Nothing but the lines from the one containing "Where can the white column" through the last line of the data below should be returned, each copied exactly.

→ Stored data
- - - -
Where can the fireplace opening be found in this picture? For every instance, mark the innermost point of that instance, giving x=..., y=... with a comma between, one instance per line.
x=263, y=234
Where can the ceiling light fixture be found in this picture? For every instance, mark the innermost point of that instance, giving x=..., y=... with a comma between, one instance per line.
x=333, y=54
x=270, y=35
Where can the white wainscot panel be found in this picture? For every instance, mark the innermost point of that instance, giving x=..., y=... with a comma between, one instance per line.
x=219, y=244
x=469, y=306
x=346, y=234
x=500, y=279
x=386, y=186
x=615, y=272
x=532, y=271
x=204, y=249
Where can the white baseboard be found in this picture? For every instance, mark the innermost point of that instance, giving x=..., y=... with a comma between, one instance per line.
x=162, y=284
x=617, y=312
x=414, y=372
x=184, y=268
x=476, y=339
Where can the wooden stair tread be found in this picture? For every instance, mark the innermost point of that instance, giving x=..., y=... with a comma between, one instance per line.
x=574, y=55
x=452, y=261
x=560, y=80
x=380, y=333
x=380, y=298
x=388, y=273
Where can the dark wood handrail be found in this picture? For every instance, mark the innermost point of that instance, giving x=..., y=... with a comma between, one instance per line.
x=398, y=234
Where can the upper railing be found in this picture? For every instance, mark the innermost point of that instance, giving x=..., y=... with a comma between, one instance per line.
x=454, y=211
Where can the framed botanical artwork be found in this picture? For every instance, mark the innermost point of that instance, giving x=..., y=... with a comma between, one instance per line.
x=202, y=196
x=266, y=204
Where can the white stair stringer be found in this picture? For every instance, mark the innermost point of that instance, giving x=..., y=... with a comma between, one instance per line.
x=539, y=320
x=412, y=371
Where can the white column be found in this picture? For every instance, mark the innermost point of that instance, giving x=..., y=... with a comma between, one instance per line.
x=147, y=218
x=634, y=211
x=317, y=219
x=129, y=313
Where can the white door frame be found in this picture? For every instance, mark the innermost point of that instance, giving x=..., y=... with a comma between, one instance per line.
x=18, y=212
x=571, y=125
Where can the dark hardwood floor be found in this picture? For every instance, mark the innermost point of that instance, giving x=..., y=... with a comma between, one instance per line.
- - - -
→ Response area
Where can the white column be found in this picture? For every instance, mark the innermost point of that instance, giving x=..., y=... with a comma between, one instance per line.
x=147, y=218
x=634, y=211
x=317, y=219
x=129, y=313
Where can the white door frame be found in this picture? For every instance, mark the innermost point of that instance, giving x=..., y=... with a comma between, one instance per line.
x=18, y=212
x=571, y=125
Where can the dark hardwood floor be found in this picture? For every instance, mark the innermost point of that instance, giving x=..., y=... with a comma between, one instance per line.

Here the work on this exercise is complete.